(Stored entries)

········

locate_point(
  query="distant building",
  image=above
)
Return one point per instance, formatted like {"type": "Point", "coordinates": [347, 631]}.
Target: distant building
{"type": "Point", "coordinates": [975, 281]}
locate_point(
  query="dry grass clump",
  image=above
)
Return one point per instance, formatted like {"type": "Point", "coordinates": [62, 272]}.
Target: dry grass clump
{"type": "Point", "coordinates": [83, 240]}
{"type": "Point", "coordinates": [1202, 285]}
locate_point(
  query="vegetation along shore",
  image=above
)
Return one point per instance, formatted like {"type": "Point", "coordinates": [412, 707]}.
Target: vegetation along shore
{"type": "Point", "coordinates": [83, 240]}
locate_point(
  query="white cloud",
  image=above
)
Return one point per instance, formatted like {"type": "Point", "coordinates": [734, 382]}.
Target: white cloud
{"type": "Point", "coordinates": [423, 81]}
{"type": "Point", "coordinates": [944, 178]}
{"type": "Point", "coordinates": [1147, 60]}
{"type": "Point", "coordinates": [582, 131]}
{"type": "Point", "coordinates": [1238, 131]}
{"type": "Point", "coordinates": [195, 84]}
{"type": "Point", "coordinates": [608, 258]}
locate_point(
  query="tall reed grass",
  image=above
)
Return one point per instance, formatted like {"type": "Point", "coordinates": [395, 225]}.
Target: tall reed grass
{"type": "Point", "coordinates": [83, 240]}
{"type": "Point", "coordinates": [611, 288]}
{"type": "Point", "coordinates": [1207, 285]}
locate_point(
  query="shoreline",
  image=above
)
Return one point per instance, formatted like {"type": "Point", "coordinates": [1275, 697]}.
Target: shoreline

········

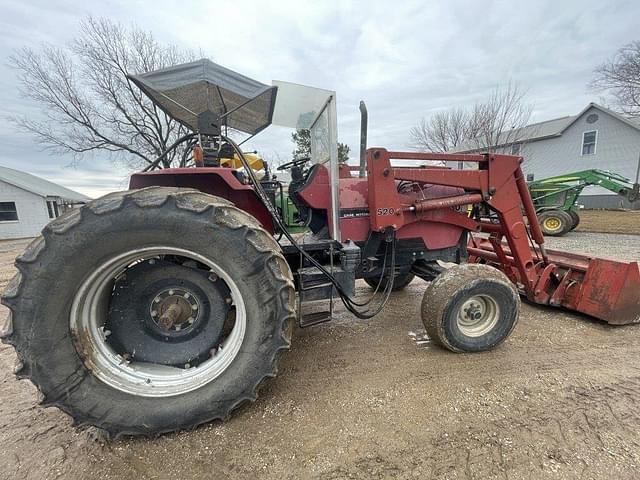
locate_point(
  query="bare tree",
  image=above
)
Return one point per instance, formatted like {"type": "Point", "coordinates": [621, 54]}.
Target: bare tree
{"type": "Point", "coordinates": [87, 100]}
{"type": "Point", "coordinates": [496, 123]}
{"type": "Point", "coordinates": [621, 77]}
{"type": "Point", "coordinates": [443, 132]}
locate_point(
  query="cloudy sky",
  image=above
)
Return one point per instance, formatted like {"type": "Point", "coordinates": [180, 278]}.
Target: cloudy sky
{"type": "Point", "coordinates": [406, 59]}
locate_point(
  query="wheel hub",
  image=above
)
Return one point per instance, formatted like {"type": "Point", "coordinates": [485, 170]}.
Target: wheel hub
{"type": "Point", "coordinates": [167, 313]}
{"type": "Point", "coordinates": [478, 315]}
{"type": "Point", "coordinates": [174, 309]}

········

## [THE TASK]
For each line of the entries that holds the word "formatted", pull that line out.

## [SOLVED EXERCISE]
Return one point per instance, formatted like {"type": "Point", "coordinates": [347, 631]}.
Return one point per instance, formatted like {"type": "Point", "coordinates": [62, 272]}.
Return one point per instance, formatted like {"type": "Point", "coordinates": [412, 707]}.
Return one point per instance, formatted like {"type": "Point", "coordinates": [734, 382]}.
Return one point per instance, formatted like {"type": "Point", "coordinates": [395, 225]}.
Return one point per instance, formatted like {"type": "Point", "coordinates": [1275, 697]}.
Return one point per instance, formatted like {"type": "Point", "coordinates": [621, 54]}.
Return one point per instance, formatted like {"type": "Point", "coordinates": [180, 278]}.
Return one point per instance, formatted like {"type": "Point", "coordinates": [485, 170]}.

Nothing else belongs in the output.